_Written instruction_
An exact copy of the records is required, minus the pictures they hold.

========

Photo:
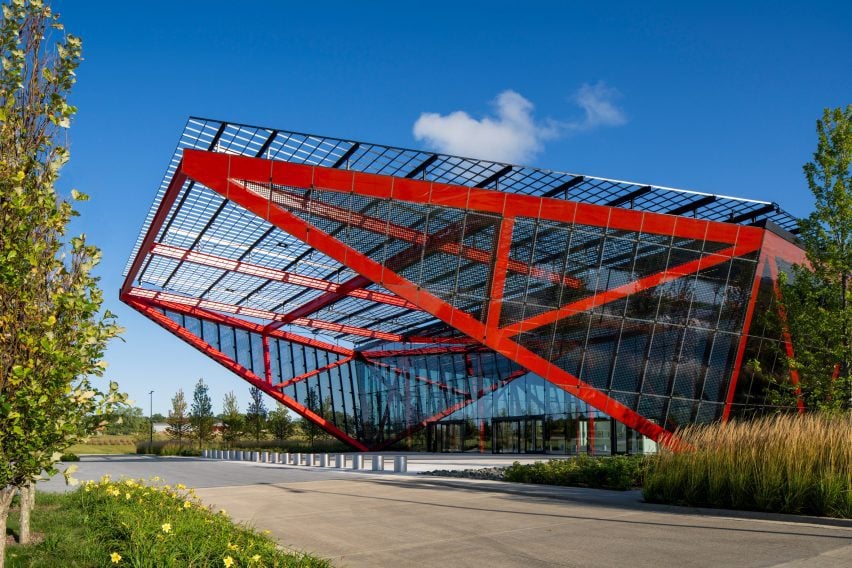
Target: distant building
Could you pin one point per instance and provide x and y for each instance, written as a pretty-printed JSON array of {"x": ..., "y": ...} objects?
[{"x": 404, "y": 299}]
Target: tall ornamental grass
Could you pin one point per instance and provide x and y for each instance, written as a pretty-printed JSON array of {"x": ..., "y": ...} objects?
[{"x": 800, "y": 464}]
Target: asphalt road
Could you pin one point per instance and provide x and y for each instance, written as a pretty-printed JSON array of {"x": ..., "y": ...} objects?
[{"x": 408, "y": 520}]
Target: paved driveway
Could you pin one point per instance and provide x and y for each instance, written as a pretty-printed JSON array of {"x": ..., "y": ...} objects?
[{"x": 392, "y": 520}]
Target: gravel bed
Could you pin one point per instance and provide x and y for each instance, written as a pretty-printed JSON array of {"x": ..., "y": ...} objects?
[{"x": 492, "y": 473}]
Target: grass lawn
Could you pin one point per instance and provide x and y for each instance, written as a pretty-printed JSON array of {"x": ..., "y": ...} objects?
[
  {"x": 144, "y": 525},
  {"x": 105, "y": 445}
]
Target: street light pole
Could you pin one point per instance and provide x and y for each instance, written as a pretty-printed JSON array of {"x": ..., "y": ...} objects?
[{"x": 151, "y": 422}]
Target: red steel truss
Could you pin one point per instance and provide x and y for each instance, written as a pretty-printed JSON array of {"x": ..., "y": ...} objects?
[{"x": 274, "y": 191}]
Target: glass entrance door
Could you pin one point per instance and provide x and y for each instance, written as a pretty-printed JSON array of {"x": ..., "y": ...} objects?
[
  {"x": 518, "y": 435},
  {"x": 534, "y": 435},
  {"x": 507, "y": 436},
  {"x": 446, "y": 436}
]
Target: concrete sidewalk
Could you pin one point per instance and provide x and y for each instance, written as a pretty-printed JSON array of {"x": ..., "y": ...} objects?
[
  {"x": 364, "y": 519},
  {"x": 392, "y": 521}
]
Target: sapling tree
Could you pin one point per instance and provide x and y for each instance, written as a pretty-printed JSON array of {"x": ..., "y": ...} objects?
[
  {"x": 178, "y": 420},
  {"x": 53, "y": 332},
  {"x": 280, "y": 424},
  {"x": 233, "y": 422},
  {"x": 256, "y": 413},
  {"x": 817, "y": 299},
  {"x": 201, "y": 414}
]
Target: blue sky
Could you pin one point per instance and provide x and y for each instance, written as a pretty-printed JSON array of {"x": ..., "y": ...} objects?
[{"x": 719, "y": 97}]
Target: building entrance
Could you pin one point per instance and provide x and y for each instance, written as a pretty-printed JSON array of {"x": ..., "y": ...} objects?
[
  {"x": 446, "y": 436},
  {"x": 518, "y": 435}
]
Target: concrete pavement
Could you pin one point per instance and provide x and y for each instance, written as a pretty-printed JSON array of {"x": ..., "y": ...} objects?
[{"x": 390, "y": 520}]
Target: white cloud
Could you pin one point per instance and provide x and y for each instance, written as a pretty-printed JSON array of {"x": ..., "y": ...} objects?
[
  {"x": 597, "y": 102},
  {"x": 513, "y": 135}
]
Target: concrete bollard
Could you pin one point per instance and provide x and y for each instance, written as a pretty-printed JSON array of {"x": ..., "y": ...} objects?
[
  {"x": 378, "y": 463},
  {"x": 400, "y": 464}
]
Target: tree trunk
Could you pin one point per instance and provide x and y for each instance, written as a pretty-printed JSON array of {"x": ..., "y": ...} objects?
[
  {"x": 6, "y": 495},
  {"x": 27, "y": 501}
]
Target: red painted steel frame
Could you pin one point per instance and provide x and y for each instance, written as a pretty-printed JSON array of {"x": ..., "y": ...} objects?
[
  {"x": 261, "y": 314},
  {"x": 773, "y": 247},
  {"x": 184, "y": 334},
  {"x": 241, "y": 267},
  {"x": 785, "y": 333},
  {"x": 227, "y": 174}
]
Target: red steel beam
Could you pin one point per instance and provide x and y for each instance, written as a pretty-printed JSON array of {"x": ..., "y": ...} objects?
[
  {"x": 304, "y": 376},
  {"x": 214, "y": 174},
  {"x": 448, "y": 236},
  {"x": 412, "y": 376},
  {"x": 786, "y": 338},
  {"x": 503, "y": 247},
  {"x": 261, "y": 314},
  {"x": 650, "y": 281},
  {"x": 450, "y": 410},
  {"x": 384, "y": 227},
  {"x": 218, "y": 166},
  {"x": 204, "y": 259},
  {"x": 379, "y": 354},
  {"x": 178, "y": 179},
  {"x": 738, "y": 360},
  {"x": 184, "y": 334}
]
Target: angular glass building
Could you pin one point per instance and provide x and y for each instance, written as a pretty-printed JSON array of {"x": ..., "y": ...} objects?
[{"x": 409, "y": 300}]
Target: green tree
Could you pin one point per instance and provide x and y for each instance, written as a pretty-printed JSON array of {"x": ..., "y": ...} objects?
[
  {"x": 201, "y": 414},
  {"x": 280, "y": 424},
  {"x": 178, "y": 421},
  {"x": 815, "y": 300},
  {"x": 52, "y": 331},
  {"x": 128, "y": 420},
  {"x": 233, "y": 423},
  {"x": 256, "y": 413}
]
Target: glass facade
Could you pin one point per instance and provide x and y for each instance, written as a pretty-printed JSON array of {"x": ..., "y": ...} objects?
[{"x": 410, "y": 315}]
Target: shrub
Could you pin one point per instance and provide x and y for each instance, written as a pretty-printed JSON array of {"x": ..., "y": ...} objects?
[
  {"x": 617, "y": 472},
  {"x": 785, "y": 464},
  {"x": 166, "y": 448}
]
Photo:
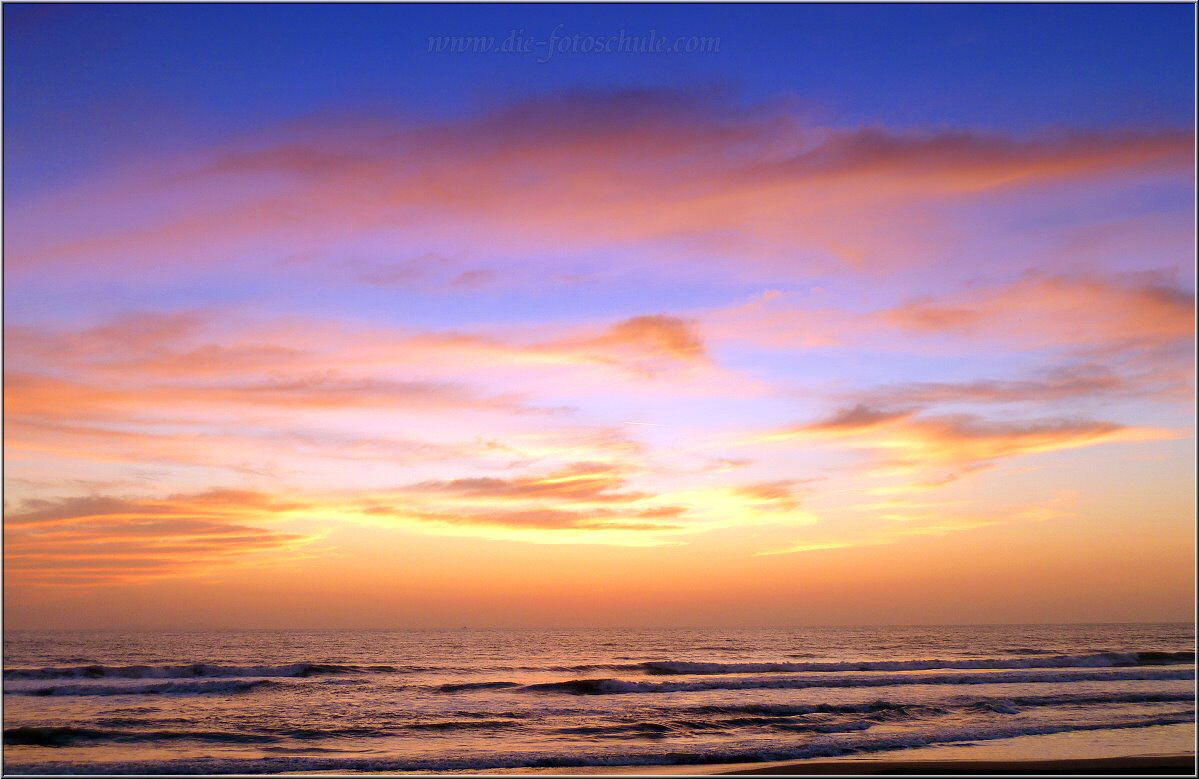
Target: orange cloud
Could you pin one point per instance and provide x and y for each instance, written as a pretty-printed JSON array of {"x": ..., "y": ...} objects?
[
  {"x": 946, "y": 447},
  {"x": 693, "y": 171},
  {"x": 98, "y": 539}
]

========

_Complete response_
Photo:
Target: distant building
Could you pin one point per instance and provide x and y for each instance, written as a pretty-printed JSON array of {"x": ..., "y": ...} objects?
[{"x": 404, "y": 299}]
Target: tall ornamental grass
Could you pin one point per instance and provide x and y for each instance, written as a pretty-printed JSON array of {"x": ..., "y": ...} objects?
[{"x": 800, "y": 464}]
Target: asphalt road
Could you pin one point per instance and provide x and y for each instance, written as a pretty-printed JSON array of {"x": ..., "y": ...} objects?
[{"x": 408, "y": 520}]
Target: paved driveway
Could you pin one point per instance and provide x and y for each instance, written as a pretty-printed JSON array of {"x": ..., "y": ...} objects?
[{"x": 392, "y": 520}]
Target: gravel bed
Could you pin one point per instance and provide x and y for each instance, written as a pretty-printed JSON array of {"x": ..., "y": ...} objects?
[{"x": 492, "y": 473}]
Target: grass lawn
Could you pin one point per instance and provide x and y for each instance, written as a pretty-printed JSON array of {"x": ..., "y": ...} objects?
[
  {"x": 144, "y": 525},
  {"x": 105, "y": 445}
]
Target: street light pole
Could you pin one point per instance and provide x and y for each instance, written as a pretty-printed JSON array of {"x": ..., "y": ...} objects?
[{"x": 151, "y": 422}]
Target: red steel truss
Could you pin one point per instance and provide x and y for each instance, written as a pretty-printed JSON array of {"x": ..., "y": ...} objects?
[{"x": 274, "y": 191}]
Target: glass entrance door
Could you pin one point per instance and provide x and y for each instance, written as a pretty-printed JSON array of {"x": ..., "y": ...} objects?
[
  {"x": 518, "y": 435},
  {"x": 534, "y": 435},
  {"x": 507, "y": 436},
  {"x": 446, "y": 436}
]
Target: concrete sidewalk
Could you pin one point per instance and provide x and y for each instance, written as a pretty-printed JSON array of {"x": ..., "y": ...} objects?
[
  {"x": 364, "y": 519},
  {"x": 392, "y": 521}
]
Target: sapling tree
Could you pin one point per instance and provide x and y for each instance, written as a pretty-printed JSON array of {"x": ..., "y": ...} objects?
[
  {"x": 178, "y": 420},
  {"x": 53, "y": 332},
  {"x": 280, "y": 424},
  {"x": 233, "y": 422},
  {"x": 256, "y": 413},
  {"x": 817, "y": 299},
  {"x": 201, "y": 414}
]
Target: blue sky
Could you pin one point per instance and provide x and y for each instance, written as a pretty-printed JSON array of {"x": ..., "y": ...} objects?
[{"x": 719, "y": 97}]
Target: building entrance
Could you pin one point per instance and provide x and y for each instance, written as a pretty-printed JSON array of {"x": ..., "y": ...} objects?
[
  {"x": 446, "y": 436},
  {"x": 518, "y": 435}
]
Target: concrete pavement
Could you pin one point per instance and provide x and y for each instance, written as a pretty-printed JSON array of {"x": ..., "y": ...} objects?
[{"x": 390, "y": 520}]
Target: white cloud
Could you pin one point per instance and provide x and y for each instance, written as a pretty-printed JSON array of {"x": ..., "y": ...} objects?
[
  {"x": 597, "y": 102},
  {"x": 513, "y": 135}
]
Target: concrete bollard
Could you pin one point per instance and provide x and y for each instance, written as a pretty-printed JSON array of {"x": ..., "y": ...} objects?
[
  {"x": 378, "y": 463},
  {"x": 400, "y": 464}
]
Target: tree trunk
Could you pin one point per instance and provide x and y for each instance, written as a pretty-printed JSON array of {"x": ..., "y": ...} objects?
[
  {"x": 6, "y": 495},
  {"x": 27, "y": 501}
]
Target: red painted steel frame
Could you pin one point per instance and provide x and y for each instance, written as a pretty-printed JSON array of {"x": ..., "y": ...} objects?
[
  {"x": 261, "y": 314},
  {"x": 773, "y": 247},
  {"x": 184, "y": 334},
  {"x": 241, "y": 267},
  {"x": 785, "y": 333},
  {"x": 227, "y": 174}
]
Target: red steel beam
Could you pin one point per instance and provide x and y for each instance, written as a pretty-printed JSON array of {"x": ..., "y": ...} objects?
[
  {"x": 304, "y": 376},
  {"x": 214, "y": 174},
  {"x": 448, "y": 236},
  {"x": 412, "y": 376},
  {"x": 786, "y": 338},
  {"x": 503, "y": 247},
  {"x": 261, "y": 314},
  {"x": 650, "y": 281},
  {"x": 450, "y": 410},
  {"x": 384, "y": 227},
  {"x": 218, "y": 166},
  {"x": 204, "y": 259},
  {"x": 379, "y": 354},
  {"x": 178, "y": 179},
  {"x": 738, "y": 360},
  {"x": 184, "y": 334}
]
Target: angular glass building
Could you pin one point per instance and provide x and y for each instance, written as a pretty-printed JSON array of {"x": ..., "y": ...} objects?
[{"x": 409, "y": 300}]
Target: green tree
Could you pin one point per instance and provide x and y for each instance, written as a pretty-printed JSON array of {"x": ..., "y": ...} objects?
[
  {"x": 201, "y": 414},
  {"x": 280, "y": 424},
  {"x": 178, "y": 421},
  {"x": 815, "y": 300},
  {"x": 52, "y": 331},
  {"x": 128, "y": 420},
  {"x": 233, "y": 423},
  {"x": 256, "y": 413}
]
Target: glass facade
Could you pin one point per instance and provide x and y for each instance, written as a pretty-printed JSON array of {"x": ..., "y": ...} objects?
[{"x": 410, "y": 315}]
Target: shrub
Could you pin one point per instance and provide x and y for each instance, written as a pretty-printed JSON array of {"x": ..., "y": ...} objects?
[
  {"x": 617, "y": 472},
  {"x": 785, "y": 464},
  {"x": 166, "y": 448}
]
Photo:
Target: orange cloud
Could you pin one point per instance and provide x and y for each instance, written as a pretty-printed JSON array of {"x": ..., "y": ...} objects?
[
  {"x": 946, "y": 447},
  {"x": 693, "y": 171},
  {"x": 98, "y": 539}
]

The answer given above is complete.